● **Your assignment**
In the copy, include every entry exactly but none of the pictures.

● **Provided entries**

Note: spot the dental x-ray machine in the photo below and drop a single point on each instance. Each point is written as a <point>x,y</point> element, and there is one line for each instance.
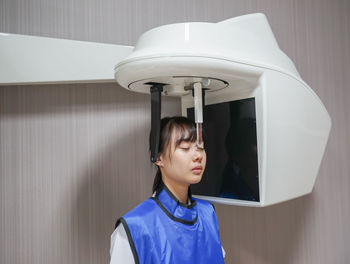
<point>266,130</point>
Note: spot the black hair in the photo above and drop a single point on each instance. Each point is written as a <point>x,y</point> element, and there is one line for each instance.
<point>186,131</point>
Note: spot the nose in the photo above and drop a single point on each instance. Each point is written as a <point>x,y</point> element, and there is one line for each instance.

● **Your response**
Note: spot the dental x-ray machine in the photo below and drop a single point on each instance. Each point is written as a <point>x,y</point> element, and there is one line for each instance.
<point>266,130</point>
Note: spot the black hair in the photo above and drop a single point on each instance. Each point is written as a <point>x,y</point> element, and there is one line for each instance.
<point>186,131</point>
Note: spot the nose in the photo above and drop a single point on each instance. Each point is written as a <point>x,y</point> element, and there is one line for each instance.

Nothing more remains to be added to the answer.